:: PROBLEM STATEMENT ::
Reproduce the material below word for word, keeping every line as it stands.

:: RECORDS FOR THE EXERCISE ::
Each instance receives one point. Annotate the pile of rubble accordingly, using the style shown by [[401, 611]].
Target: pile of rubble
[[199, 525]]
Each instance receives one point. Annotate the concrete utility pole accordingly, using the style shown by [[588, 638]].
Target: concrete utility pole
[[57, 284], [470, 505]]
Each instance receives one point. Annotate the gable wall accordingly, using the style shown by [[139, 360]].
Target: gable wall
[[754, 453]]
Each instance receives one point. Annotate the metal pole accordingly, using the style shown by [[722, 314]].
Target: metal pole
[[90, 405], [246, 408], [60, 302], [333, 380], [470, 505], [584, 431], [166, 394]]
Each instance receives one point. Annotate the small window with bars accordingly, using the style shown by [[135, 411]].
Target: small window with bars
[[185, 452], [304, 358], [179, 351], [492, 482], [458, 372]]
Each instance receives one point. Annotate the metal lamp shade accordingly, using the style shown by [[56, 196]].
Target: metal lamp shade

:: SOLUTION FOR THIS EXERCISE ::
Each instance receives one point. Annotate the pile of rubble accordingly, using the style shown by [[401, 611]].
Target: pile of rubble
[[199, 525]]
Each instance receives one point. Annotate the concrete utility pole accordingly, using the style shown by [[588, 638]].
Target: concrete utility pole
[[57, 284], [470, 505]]
Each instance receives one point. Annotate the gable wall accordingly, using the style shown by [[139, 360]].
Target: gable wall
[[754, 453]]
Each instance receives one point. Annotate the metal pole accordingly, using the style shown by [[722, 314]].
Target: metal pole
[[90, 405], [246, 408], [60, 302], [333, 380], [470, 505], [584, 431], [166, 394]]
Each instance receives one point. Annotate the small window with bars accordingly, using the style shown by [[135, 411]].
Target: small window with bars
[[185, 452], [304, 358], [179, 351], [492, 482], [458, 372]]
Each instance receives one point. Annotate the metal lamp shade accordingly, using the style shown by [[56, 196]].
Target: metal lamp shade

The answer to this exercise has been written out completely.